EXTRACTED TEXT
-=-=-

Tofu in its basic form is invariably described as bland, so what puts the stink
into stinky tofu? For this a fermentation brine is needed. Traditionally this
was done in a very large unlidded earthenware jar. Vegetables and possibly shrimp
are added to the brine. The whole mixture is left to
fester for up to six months while micro-organisms have their
way. Transforming innocuous white cubes into something terrifying,
only requires about four to six hours in the brine. The tofu
is then rinsed, and aged overnight in a refrigerator before
it is ready to be cooked.
The stinky tofu vendor will rent stall space in a night
market or set up a few folding tables by the side of a busy
road, cooking from a stove set on the back of a small truck.
He is a consummate marketer, with no need for extravagant
signs or loud speakers to ballyhoo his wares. His promotion
is direct and immediate, and gratification is nearly instant.
Late in the afternoon he fires up his oil filled wok and
drops in five large cubes of tofu. Within seconds a strange,
highly pungent odour permeates the air, invading the nostrils
of anyone within whiffing distance. Devotees, (and there
are many) will be drawn by the unmistakable aroma. Everyone
else will run like hell, which is basically what my dad did
in Tainan.
That whole afternoon in Tainan was very
frustrating. Nothing we searched for was where it was supposed
to be. Instead of quaint old temples all we found to marvel
at were rows of old grey houses and shabby apartment buildings.

-=-=-

STORED DATA
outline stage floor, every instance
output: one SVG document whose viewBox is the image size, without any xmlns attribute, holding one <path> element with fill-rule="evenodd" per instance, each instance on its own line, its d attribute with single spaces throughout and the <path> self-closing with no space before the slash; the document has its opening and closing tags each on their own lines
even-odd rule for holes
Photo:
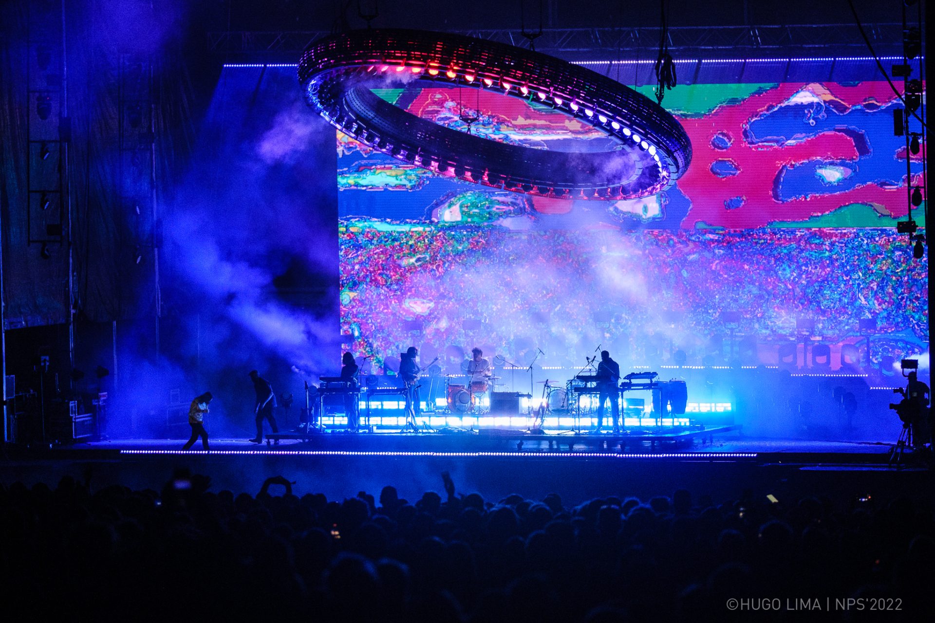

-=-=-

REQUIRED TASK 1
According to the stinky tofu text, how long does the tofu stay in the brine?
REQUIRED TASK 2
Write out the stinky tofu text from "The stinky tofu" up to and including "a small truck.".
The material has nothing to do with the stinky tofu text.

RIGHT ANSWER 1
About four to six hours.

RIGHT ANSWER 2
The stinky tofu vendor will rent stall space in a night
market or set up a few folding tables by the side of a busy
road, cooking from a stove set on the back of a small truck.